» SOURCE PASSAGE:
>> Begin

Dynamic oscillators are dynamic vibration absorbers that are used to dissipate energy of a structure during seismic activities. Tuned Liquid Damper (TLD) and Tuned Mass Damper (TMD) are examples of such oscillators; they are attached to a structural system and become an integral part of it. During vibration, they work in and out of phase with respect to the main structure, thus imparting opposite inertial forces to the induced vibrating forces [5] (Figure 2).

Tuned sloshing Dampers or TSDs are commonly passive control devices that are used in vast range of applications of high-rise structures and bridges [6]. TLDs family presented in Figure 2 are liquid containing tanks that can be placed on existing structures as well as on newly constructed ones. The liquid can be water or other fluids, and the tanks are dimensioned in a way to tune the liquid sloshing to a specific frequency. A typical TLD is presented in Figure 3; it is commonly referred to as TSD; This model was suggested by Housner [11]. These types of dampers are mainly of two types, shallow and deep. Their classification depends on the water height to length ratio H/L, where:

H = Height of water in the tank
L = Width of the water tank in the direction of the water sloshing (Figure 3).

When H/L < 0.15, TSDs are considered shallow otherwise they are classified as deep [5].

>> End

» TO-DO LIST:
- 1) Reproduce the passage on tuned liquid dampers word for word, in full.
- 2) Count the lines of the records that contain the string "moth", with case counting, and reply with the number alone.
The passage on tuned liquid dampers and the records are unrelated material.

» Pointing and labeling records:
>> Begin

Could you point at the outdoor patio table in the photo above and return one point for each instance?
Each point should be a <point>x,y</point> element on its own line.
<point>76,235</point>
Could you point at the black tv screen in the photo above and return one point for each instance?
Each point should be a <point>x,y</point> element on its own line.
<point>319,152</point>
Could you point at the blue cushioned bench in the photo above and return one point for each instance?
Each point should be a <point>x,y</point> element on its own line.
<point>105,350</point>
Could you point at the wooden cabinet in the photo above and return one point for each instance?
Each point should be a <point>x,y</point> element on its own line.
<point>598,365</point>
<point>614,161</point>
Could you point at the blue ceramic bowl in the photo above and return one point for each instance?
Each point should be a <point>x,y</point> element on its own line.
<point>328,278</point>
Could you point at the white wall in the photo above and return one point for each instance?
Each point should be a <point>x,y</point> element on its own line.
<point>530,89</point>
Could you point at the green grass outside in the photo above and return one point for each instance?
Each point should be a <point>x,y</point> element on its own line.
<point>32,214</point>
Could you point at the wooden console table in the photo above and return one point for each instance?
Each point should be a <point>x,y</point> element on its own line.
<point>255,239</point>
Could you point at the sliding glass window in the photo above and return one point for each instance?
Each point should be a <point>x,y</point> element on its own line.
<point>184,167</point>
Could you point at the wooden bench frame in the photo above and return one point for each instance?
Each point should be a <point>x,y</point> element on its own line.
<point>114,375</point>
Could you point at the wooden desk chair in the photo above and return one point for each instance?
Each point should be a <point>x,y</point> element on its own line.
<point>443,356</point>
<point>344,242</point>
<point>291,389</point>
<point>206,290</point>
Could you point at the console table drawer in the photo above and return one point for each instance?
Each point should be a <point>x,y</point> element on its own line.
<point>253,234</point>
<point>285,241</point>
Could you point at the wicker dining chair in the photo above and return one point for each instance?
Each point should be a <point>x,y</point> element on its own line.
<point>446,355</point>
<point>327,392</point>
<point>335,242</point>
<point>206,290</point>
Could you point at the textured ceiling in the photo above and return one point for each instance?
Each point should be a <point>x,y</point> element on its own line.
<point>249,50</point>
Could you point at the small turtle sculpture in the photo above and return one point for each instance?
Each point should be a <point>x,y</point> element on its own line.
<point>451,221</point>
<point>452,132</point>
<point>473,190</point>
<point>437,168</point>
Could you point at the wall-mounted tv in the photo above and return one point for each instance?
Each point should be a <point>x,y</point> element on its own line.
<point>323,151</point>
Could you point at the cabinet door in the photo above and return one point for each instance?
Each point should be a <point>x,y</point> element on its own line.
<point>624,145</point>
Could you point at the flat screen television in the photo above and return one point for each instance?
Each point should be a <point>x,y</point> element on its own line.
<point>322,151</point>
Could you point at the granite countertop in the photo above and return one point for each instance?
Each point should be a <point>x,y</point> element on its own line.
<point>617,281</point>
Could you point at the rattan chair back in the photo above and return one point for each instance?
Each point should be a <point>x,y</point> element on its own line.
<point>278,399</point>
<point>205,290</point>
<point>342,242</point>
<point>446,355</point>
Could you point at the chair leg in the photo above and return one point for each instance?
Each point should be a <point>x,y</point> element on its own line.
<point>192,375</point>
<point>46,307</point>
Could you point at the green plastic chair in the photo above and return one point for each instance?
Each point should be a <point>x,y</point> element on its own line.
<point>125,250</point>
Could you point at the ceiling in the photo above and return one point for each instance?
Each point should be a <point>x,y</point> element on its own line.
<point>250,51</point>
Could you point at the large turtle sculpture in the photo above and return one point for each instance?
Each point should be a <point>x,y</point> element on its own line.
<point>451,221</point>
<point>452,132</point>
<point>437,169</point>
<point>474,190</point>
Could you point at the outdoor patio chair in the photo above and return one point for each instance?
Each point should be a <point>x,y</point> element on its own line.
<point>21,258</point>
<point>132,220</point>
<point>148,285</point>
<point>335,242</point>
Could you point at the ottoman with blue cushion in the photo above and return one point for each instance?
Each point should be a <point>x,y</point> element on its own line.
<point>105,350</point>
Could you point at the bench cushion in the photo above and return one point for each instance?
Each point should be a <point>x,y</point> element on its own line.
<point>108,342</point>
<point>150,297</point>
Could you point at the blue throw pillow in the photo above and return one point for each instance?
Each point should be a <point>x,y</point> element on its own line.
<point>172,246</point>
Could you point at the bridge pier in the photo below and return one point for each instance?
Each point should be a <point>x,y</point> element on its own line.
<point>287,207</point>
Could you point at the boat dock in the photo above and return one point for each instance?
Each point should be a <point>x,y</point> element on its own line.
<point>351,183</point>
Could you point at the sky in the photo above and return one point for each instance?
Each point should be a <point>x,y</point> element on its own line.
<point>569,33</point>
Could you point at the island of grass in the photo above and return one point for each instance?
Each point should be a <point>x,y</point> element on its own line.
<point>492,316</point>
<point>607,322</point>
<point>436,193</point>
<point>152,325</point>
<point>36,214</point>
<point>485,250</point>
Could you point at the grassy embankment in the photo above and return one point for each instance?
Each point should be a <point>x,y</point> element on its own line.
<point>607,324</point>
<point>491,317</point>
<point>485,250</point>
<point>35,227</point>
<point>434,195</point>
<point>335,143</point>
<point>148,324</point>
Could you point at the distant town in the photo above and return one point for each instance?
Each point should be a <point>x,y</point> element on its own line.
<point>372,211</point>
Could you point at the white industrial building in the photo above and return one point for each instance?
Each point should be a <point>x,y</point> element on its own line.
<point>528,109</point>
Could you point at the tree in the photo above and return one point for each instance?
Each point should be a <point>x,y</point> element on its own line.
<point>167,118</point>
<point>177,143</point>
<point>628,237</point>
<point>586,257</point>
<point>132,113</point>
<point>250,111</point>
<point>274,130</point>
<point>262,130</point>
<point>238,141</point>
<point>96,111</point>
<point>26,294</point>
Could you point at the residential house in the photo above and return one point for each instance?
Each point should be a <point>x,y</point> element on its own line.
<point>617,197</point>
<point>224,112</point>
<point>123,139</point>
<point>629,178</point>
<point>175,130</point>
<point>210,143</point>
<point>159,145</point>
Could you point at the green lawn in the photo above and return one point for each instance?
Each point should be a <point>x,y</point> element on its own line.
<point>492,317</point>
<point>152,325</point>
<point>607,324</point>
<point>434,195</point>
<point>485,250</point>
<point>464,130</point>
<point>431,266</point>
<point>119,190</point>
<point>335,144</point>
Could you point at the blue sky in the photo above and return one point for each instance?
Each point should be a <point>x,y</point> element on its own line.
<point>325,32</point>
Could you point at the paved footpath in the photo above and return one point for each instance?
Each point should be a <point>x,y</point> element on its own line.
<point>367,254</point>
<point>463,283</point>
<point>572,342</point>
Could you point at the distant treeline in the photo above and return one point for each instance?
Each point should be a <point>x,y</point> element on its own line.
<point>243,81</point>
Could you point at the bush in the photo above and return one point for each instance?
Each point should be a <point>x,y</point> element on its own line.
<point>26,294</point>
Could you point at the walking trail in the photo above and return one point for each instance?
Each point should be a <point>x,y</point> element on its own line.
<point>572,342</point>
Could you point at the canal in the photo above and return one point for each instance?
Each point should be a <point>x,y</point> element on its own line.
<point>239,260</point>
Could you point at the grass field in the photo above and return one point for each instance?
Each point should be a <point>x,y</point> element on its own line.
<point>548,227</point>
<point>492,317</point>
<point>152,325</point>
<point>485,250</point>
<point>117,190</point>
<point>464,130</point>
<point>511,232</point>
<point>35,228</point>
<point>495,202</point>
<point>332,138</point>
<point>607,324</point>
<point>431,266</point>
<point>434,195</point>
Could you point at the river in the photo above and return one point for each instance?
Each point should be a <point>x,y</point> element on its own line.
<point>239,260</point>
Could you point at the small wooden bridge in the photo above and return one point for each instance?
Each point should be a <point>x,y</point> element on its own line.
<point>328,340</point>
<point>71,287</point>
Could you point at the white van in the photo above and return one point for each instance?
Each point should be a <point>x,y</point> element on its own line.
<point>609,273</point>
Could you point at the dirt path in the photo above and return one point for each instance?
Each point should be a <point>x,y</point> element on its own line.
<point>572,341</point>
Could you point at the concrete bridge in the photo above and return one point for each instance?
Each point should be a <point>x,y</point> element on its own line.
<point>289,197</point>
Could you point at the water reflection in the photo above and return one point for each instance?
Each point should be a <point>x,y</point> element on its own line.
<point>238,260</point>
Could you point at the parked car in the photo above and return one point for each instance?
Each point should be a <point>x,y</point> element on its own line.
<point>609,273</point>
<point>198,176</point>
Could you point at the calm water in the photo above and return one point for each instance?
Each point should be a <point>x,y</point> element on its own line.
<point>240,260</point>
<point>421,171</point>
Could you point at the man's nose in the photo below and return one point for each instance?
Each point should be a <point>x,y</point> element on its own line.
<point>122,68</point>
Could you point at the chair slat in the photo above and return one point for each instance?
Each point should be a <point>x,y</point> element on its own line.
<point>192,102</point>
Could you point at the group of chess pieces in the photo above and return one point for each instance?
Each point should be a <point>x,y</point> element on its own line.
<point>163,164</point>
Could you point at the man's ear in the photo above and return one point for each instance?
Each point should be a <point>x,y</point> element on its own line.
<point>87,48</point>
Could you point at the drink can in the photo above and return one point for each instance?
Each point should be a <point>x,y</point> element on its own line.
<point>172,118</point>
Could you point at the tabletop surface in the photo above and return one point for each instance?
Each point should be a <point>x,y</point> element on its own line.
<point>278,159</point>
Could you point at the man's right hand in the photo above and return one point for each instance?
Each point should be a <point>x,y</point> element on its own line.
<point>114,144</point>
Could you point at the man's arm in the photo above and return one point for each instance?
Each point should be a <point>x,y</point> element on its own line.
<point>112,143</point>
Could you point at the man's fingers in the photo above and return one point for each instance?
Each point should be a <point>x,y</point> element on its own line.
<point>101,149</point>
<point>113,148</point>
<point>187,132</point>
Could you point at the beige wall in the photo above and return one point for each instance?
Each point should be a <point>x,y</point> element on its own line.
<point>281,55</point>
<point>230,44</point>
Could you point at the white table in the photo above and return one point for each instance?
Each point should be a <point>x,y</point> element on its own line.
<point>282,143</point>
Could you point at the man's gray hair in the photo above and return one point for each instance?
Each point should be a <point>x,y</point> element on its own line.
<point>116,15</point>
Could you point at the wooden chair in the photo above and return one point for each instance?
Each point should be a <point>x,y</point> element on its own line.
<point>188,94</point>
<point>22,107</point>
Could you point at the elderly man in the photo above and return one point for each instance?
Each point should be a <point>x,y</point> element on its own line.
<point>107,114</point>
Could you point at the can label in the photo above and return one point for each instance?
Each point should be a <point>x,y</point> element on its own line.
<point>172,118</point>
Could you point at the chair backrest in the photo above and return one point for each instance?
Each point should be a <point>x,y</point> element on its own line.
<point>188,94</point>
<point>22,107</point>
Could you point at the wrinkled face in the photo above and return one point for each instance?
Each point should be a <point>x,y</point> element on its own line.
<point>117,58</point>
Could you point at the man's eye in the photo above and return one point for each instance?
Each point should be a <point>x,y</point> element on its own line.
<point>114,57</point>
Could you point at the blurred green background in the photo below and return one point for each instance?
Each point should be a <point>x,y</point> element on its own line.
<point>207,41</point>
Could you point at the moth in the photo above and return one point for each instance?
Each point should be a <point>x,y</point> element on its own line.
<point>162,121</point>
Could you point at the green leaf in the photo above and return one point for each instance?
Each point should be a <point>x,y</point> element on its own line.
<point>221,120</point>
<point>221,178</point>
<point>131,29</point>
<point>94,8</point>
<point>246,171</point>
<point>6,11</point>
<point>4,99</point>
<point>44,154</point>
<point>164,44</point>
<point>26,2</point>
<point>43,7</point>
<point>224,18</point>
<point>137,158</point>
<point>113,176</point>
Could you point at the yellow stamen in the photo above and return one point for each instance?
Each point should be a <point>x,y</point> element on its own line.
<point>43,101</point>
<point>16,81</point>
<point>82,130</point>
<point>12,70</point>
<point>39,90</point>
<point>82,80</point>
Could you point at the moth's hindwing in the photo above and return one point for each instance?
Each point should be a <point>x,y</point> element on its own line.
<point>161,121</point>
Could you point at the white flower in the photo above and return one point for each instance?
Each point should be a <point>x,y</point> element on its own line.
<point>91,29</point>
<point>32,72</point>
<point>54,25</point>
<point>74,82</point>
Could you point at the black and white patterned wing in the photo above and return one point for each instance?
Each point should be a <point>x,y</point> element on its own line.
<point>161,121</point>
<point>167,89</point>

>> End

» TASK ANSWERS:
- 1)
Dynamic oscillators are dynamic vibration absorbers that are used to dissipate energy of a structure during seismic activities. Tuned Liquid Damper (TLD) and Tuned Mass Damper (TMD) are examples of such oscillators; they are attached to a structural system and become an integral part of it. During vibration, they work in and out of phase with respect to the main structure, thus imparting opposite inertial forces to the induced vibrating forces [5] (Figure 2).

Tuned sloshing Dampers or TSDs are commonly passive control devices that are used in vast range of applications of high-rise structures and bridges [6]. TLDs family presented in Figure 2 are liquid containing tanks that can be placed on existing structures as well as on newly constructed ones. The liquid can be water or other fluids, and the tanks are dimensioned in a way to tune the liquid sloshing to a specific frequency. A typical TLD is presented in Figure 3; it is commonly referred to as TSD; This model was suggested by Housner [11]. These types of dampers are mainly of two types, shallow and deep. Their classification depends on the water height to length ratio H/L, where:

H = Height of water in the tank
L = Width of the water tank in the direction of the water sloshing (Figure 3).

When H/L < 0.15, TSDs are considered shallow otherwise they are classified as deep [5].

- 2) 2